▶ [TEXTE FOURNI]
○ ○ ○

Pourtant, entre les deux livres, les passerelles existent. L'une vous paraîtra assez évidente, si vous lisez ces deux livres. Mais, là encore, quand Grégoire Courtois en fait un summum d'ironie, Neil Jomunsi le conçoit comme l'un des noeuds dramatiques de sa trame romanesque. Car "Kappa16", c'est bien cela, un drame.

Le drame d'une famille qui part doucement à vau-l'eau. L'arrivée d'Enoch est un déclic, mais ne nous y trompons pas, le robot n'est pas à l'origine des problèmes, il ne va pas les accélérer par son action ou sa présence. Il sera simplement un prétexte, mieux (enfin, pire) un bon vieux bouc émissaire... Action, réaction... La peur, comme l'opportunisme, réclame des entités à montrer du doigt.

Et Enoch, dans tout cela ? Eh bien, on y arrive. Enoch est le narrateur du roman. Enfin, pas tout à fait, puisqu'il n'a pas le libre arbitre qu'aurait un observateur humain. Ce que l'on lit, c'est ce que le Kappa16 capte, ce qui vient enrichir la base de données centrale de son constructeur, tout ce qui peut être utile à l'amélioration du produit et qui est stocké sur des mémoires.

○ ○ ○

▶ [JEU DE DONNÉES]
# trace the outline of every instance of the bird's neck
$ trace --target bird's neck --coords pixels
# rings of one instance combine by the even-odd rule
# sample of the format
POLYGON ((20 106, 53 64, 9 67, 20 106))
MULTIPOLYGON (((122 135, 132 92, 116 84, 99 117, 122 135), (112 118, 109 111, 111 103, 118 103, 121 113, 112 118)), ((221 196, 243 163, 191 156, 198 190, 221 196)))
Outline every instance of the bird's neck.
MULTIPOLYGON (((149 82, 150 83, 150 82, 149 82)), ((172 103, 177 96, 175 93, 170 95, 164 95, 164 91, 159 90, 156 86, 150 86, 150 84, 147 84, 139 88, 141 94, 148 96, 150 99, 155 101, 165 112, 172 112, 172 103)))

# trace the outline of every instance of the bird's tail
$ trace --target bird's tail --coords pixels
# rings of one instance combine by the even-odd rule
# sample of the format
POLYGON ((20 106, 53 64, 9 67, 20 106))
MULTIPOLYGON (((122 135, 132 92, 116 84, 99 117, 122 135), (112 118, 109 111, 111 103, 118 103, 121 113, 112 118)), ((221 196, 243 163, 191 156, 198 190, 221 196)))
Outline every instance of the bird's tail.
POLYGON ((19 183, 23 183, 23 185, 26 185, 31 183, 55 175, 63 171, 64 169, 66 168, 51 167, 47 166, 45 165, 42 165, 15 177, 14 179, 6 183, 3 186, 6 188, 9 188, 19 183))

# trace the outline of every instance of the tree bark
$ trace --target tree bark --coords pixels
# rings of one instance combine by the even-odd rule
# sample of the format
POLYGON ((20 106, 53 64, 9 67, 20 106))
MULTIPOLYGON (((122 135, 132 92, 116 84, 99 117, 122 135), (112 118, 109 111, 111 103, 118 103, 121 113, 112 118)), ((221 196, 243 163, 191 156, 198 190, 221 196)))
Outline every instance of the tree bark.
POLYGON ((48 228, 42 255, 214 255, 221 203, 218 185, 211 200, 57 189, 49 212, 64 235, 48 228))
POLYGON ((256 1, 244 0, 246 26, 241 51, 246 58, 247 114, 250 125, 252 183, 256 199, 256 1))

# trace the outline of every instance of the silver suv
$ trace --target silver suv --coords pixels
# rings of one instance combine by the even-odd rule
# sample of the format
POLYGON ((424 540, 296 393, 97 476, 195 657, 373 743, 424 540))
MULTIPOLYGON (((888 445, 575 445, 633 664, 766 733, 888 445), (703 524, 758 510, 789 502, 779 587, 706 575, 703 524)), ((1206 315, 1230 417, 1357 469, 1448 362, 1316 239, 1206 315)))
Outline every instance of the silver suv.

○ ○ ○

▶ [CONSIGNE]
Reproduisez à l'identique, s'il vous plaît, le passage du texte sur « Kappa16 » qui va de « Pourtant, entre les » jusqu'à « montrer du doigt. » inclus.

▶ [CORRIGÉ]
Pourtant, entre les deux livres, les passerelles existent. L'une vous paraîtra assez évidente, si vous lisez ces deux livres. Mais, là encore, quand Grégoire Courtois en fait un summum d'ironie, Neil Jomunsi le conçoit comme l'un des noeuds dramatiques de sa trame romanesque. Car "Kappa16", c'est bien cela, un drame.

Le drame d'une famille qui part doucement à vau-l'eau. L'arrivée d'Enoch est un déclic, mais ne nous y trompons pas, le robot n'est pas à l'origine des problèmes, il ne va pas les accélérer par son action ou sa présence. Il sera simplement un prétexte, mieux (enfin, pire) un bon vieux bouc émissaire... Action, réaction... La peur, comme l'opportunisme, réclame des entités à montrer du doigt.